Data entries
● ● ● ● ●

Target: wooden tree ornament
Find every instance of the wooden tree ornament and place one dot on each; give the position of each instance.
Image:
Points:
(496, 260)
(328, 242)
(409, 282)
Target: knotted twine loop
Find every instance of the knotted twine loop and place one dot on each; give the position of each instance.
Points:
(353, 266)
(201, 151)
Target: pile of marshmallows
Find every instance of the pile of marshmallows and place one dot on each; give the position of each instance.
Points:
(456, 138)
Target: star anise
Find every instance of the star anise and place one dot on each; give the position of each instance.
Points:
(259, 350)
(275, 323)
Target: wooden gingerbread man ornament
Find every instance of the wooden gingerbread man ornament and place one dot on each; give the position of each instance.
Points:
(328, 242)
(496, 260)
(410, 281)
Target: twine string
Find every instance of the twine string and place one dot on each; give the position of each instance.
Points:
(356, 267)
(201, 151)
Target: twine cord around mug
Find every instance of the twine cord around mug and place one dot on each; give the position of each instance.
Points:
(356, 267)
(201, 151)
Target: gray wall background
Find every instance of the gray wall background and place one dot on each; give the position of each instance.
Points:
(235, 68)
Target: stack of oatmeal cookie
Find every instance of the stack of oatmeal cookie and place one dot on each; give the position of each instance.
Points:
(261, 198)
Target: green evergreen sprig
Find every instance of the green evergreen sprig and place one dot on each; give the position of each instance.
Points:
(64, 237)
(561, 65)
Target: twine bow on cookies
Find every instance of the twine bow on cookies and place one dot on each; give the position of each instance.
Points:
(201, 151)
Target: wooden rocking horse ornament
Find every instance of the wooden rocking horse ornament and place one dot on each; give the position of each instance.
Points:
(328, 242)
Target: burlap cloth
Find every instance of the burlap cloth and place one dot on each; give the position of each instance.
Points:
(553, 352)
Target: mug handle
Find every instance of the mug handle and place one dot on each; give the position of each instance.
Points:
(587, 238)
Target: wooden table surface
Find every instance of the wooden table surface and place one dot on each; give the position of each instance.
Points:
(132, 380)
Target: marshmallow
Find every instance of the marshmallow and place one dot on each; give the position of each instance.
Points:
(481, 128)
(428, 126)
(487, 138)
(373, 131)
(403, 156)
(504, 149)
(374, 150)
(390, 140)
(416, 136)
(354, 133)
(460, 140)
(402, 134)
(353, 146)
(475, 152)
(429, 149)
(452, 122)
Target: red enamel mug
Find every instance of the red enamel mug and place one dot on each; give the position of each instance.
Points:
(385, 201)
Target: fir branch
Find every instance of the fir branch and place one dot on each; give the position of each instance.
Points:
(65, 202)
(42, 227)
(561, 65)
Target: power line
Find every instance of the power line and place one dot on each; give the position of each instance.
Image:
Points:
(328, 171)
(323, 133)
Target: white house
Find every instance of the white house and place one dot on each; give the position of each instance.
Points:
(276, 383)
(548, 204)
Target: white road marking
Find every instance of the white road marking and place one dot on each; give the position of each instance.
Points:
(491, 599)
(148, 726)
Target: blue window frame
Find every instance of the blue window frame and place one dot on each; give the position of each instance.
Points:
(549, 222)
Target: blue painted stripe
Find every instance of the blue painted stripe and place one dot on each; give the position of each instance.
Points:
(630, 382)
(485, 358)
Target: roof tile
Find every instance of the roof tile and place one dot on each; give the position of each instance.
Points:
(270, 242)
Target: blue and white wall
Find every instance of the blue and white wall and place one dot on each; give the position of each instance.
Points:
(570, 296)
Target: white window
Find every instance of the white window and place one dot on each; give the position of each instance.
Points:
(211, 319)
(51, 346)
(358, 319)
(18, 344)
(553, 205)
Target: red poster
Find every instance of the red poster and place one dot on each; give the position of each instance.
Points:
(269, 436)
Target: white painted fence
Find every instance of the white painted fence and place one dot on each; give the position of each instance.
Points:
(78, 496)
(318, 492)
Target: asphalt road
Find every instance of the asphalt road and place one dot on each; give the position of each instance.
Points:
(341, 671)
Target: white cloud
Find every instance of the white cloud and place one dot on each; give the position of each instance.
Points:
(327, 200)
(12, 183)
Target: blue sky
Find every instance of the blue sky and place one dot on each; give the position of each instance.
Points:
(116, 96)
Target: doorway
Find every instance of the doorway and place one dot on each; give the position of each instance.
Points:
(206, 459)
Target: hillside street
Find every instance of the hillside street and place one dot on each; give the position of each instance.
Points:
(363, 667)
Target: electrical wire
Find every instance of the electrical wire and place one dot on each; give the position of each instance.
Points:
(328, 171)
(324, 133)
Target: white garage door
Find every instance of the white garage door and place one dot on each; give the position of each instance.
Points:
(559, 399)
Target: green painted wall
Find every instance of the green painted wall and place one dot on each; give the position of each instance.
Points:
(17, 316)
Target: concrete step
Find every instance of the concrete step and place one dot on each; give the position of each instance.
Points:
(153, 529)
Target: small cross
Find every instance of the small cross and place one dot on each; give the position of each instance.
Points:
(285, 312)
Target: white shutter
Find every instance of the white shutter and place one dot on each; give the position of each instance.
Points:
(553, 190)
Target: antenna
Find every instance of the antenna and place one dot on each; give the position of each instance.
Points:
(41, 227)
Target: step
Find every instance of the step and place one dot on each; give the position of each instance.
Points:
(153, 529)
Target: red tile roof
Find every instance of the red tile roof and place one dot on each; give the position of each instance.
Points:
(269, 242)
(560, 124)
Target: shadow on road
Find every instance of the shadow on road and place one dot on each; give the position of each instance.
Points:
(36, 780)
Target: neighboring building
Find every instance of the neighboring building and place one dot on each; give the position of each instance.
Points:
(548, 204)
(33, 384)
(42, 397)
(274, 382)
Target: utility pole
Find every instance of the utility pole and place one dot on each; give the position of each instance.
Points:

● ● ● ● ●

Using the records above, restate word for word the lines from the one with "Find every instance of the white painted" through the one with "Target: green painted wall", both included.

Find every instance of the white painted fence and place one dot on each; give the position of each instance.
Points:
(78, 496)
(318, 492)
Target: asphalt road
Find every instance of the asphalt road and place one dot on each; give the position of each instance.
Points:
(341, 671)
Target: white cloud
Find every instance of the white cloud and place one dot on each; give the position of each instance.
Points:
(327, 200)
(12, 183)
Target: blue sky
Find every instance of the blue sky and place one dot on each; give the position of each instance.
Points:
(116, 96)
Target: doorway
Find every instance of the doorway and place one dot on each; give the position of each instance.
Points:
(206, 459)
Target: hillside street
Find every instance of the hillside street and place one dot on each; give the position of each instance.
Points:
(363, 667)
Target: electrical wire
Find every instance of the electrical wire and place one dot on each; give the position of each instance.
Points:
(328, 171)
(324, 133)
Target: white garage door
Find every instance of the white garage door and place one dot on each; give the position of each instance.
Points:
(559, 399)
Target: green painted wall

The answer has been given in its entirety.